* _TASK BRIEF_: The answer must consist only of the lines from the line with "Objective — a point for each instance of the baby's leg" to the line with "Objective — a point for each instance of the baby's right", both included, exactly as they stand below.

* _RECORDS FOR THE TASK_:

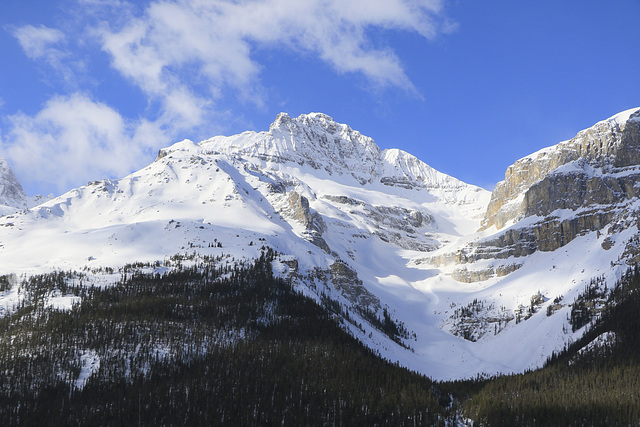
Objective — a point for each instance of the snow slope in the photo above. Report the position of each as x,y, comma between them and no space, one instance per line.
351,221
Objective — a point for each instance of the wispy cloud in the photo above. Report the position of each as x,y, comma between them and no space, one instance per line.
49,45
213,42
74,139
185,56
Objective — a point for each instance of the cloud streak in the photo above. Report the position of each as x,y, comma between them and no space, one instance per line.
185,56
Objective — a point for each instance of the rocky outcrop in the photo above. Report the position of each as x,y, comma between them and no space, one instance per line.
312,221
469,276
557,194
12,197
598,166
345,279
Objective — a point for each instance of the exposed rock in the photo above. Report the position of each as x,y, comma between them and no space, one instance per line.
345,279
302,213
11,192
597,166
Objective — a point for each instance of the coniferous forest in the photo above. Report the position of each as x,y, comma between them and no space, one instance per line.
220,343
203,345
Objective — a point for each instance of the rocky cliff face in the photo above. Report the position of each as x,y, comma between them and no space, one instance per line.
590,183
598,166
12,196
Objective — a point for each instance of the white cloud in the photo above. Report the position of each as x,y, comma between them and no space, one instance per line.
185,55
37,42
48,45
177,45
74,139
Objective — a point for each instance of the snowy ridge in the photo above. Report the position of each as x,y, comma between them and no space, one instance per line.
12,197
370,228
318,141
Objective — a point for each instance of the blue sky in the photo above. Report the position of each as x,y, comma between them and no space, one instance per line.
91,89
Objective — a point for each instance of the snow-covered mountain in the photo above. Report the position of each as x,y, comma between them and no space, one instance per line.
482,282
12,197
...
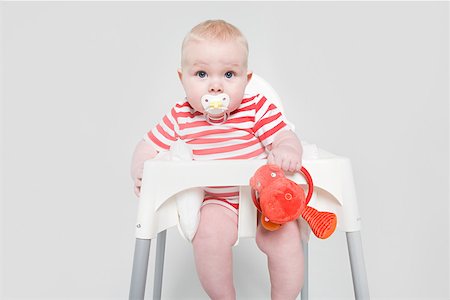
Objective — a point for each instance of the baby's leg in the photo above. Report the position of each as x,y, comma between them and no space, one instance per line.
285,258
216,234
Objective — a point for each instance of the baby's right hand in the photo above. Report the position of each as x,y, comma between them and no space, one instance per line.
* * *
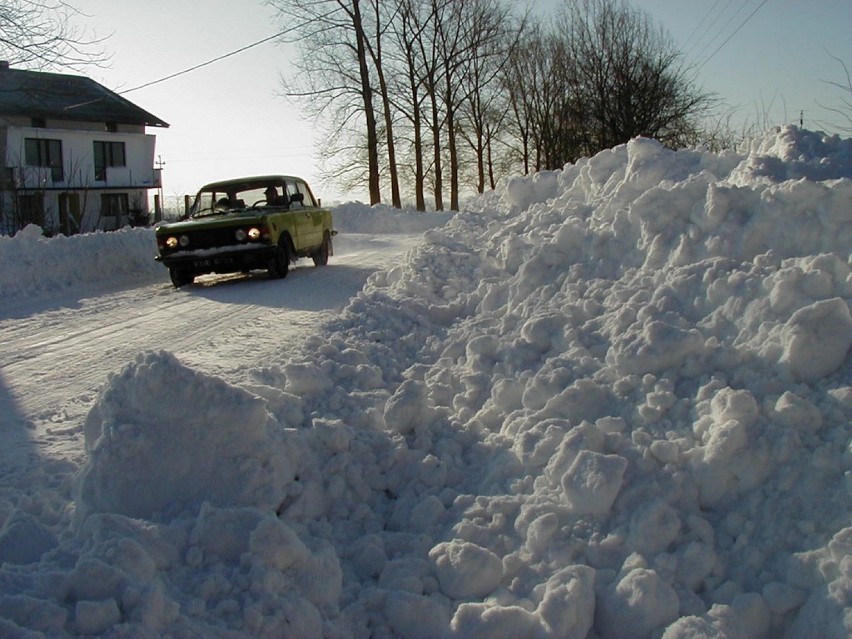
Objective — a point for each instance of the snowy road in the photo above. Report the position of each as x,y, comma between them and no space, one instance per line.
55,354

* _SOLUTION TO THIS PROBLEM_:
Objective — a point for each instance of the baby's leg in the photo above. Report the position of each as x,y, comma between them and no space, one instance per line.
285,258
216,234
Objective — a point for each instance of the baby's right hand in the photo above. Report the position of each as x,y, comma between them and no space, one instance per line.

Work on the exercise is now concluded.